• **Description of the task**
Within the data that follows, set down exactly the lines from the one containing "Query: white shirt" through the one containing "Query: chest", both ends included.

• **Information shown**
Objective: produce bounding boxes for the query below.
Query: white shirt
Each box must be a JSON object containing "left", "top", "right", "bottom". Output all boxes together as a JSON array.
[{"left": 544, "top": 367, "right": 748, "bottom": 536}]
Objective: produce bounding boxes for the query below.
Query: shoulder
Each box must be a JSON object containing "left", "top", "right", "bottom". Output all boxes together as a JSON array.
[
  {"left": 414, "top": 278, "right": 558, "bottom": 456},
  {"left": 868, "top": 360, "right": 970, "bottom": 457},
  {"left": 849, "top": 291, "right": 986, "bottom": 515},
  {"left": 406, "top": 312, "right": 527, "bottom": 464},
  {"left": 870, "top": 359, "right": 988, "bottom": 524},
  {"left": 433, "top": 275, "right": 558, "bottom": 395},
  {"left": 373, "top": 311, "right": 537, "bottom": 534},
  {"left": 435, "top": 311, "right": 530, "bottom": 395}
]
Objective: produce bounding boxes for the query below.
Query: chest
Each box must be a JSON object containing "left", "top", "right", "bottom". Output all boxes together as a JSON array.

...

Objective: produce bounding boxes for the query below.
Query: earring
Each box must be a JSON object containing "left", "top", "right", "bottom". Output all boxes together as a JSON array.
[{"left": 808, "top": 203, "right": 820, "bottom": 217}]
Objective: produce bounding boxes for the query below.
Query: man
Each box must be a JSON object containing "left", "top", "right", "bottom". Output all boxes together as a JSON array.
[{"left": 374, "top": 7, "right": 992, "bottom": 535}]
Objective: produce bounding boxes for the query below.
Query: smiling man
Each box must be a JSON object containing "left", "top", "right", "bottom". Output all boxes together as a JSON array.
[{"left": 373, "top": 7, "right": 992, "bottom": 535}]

---

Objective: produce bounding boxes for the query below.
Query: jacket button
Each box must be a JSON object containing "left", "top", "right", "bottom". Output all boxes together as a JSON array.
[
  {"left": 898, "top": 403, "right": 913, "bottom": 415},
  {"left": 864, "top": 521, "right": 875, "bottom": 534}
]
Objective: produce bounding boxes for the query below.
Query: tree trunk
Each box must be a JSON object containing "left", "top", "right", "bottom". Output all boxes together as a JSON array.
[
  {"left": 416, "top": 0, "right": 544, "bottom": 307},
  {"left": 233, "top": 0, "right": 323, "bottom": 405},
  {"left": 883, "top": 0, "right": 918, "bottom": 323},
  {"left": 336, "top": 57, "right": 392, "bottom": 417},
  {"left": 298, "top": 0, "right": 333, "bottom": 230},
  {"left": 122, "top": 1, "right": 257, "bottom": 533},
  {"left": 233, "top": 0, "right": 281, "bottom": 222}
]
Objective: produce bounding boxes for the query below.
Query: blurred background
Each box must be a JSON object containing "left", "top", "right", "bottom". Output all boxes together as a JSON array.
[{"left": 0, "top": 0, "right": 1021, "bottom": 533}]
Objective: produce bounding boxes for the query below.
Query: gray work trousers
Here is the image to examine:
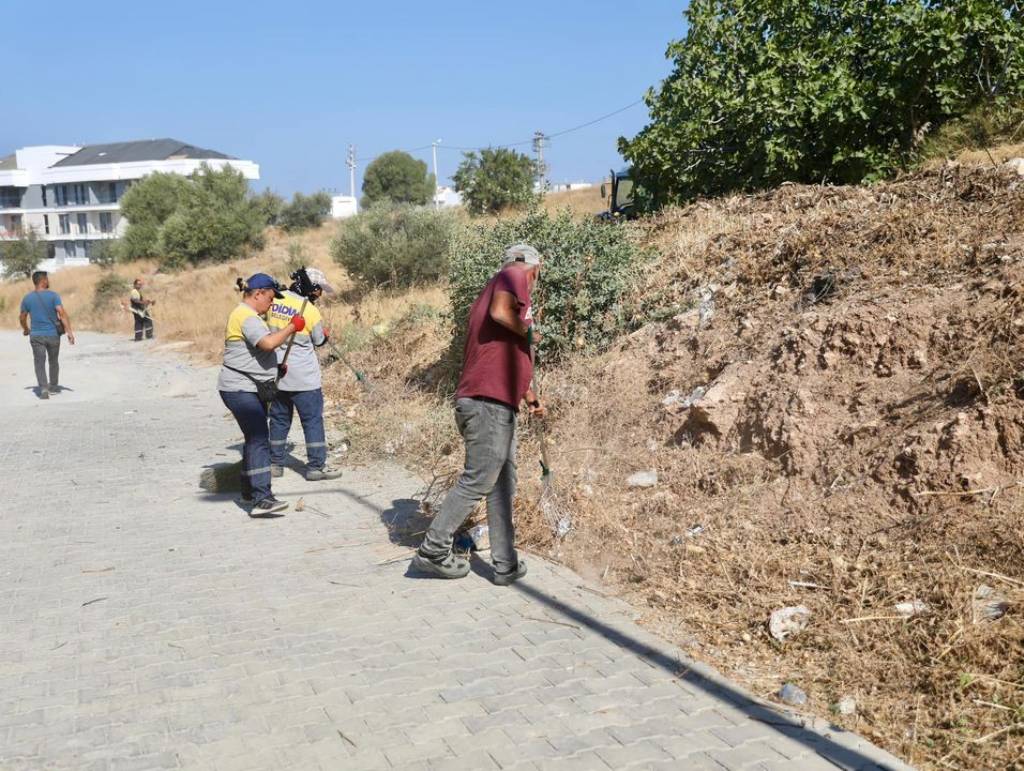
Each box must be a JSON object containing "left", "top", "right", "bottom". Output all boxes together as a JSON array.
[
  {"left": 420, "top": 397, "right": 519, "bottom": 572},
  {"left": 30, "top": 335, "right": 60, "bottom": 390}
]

• **Answer for this exercise**
Query: white shirt
Each box must be a JSON object containing "left", "top", "right", "bottom". Output all boxes together as a JSON array.
[{"left": 544, "top": 367, "right": 748, "bottom": 536}]
Objective: produce bounding boxes for the query below.
Query: shoulder
Each box must be a JSON object containing "left", "top", "right", "bottom". Output all boxes together as a JSON array.
[
  {"left": 414, "top": 278, "right": 558, "bottom": 456},
  {"left": 868, "top": 360, "right": 970, "bottom": 457},
  {"left": 849, "top": 291, "right": 986, "bottom": 515},
  {"left": 406, "top": 312, "right": 527, "bottom": 464},
  {"left": 870, "top": 359, "right": 988, "bottom": 524},
  {"left": 433, "top": 275, "right": 558, "bottom": 395},
  {"left": 373, "top": 311, "right": 537, "bottom": 534},
  {"left": 435, "top": 311, "right": 530, "bottom": 395}
]
Objective: produce bounding boxes for the query below.
Query: chest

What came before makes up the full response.